[begin SUPPLIED ENTRIES]
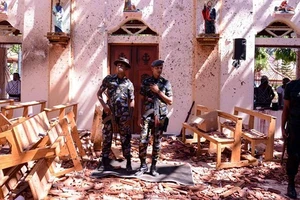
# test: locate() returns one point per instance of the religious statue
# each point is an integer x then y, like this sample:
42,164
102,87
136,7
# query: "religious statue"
284,7
3,6
209,15
58,13
129,6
[end SUPPLIED ENTRIES]
■ SHORT EXERCISE
Render every line of the listing above as a numbered list, skipping any blank lines. Leave the pictures out.

■ THE RESPONSE
1. # test: locate() returns one point per instance of the religious statue
2. # each point is an integer x then y, like this sample:
3. 42,164
4. 102,87
5. 136,7
6. # query: "religious statue"
7. 284,7
8. 3,6
9. 209,15
10. 58,13
11. 129,6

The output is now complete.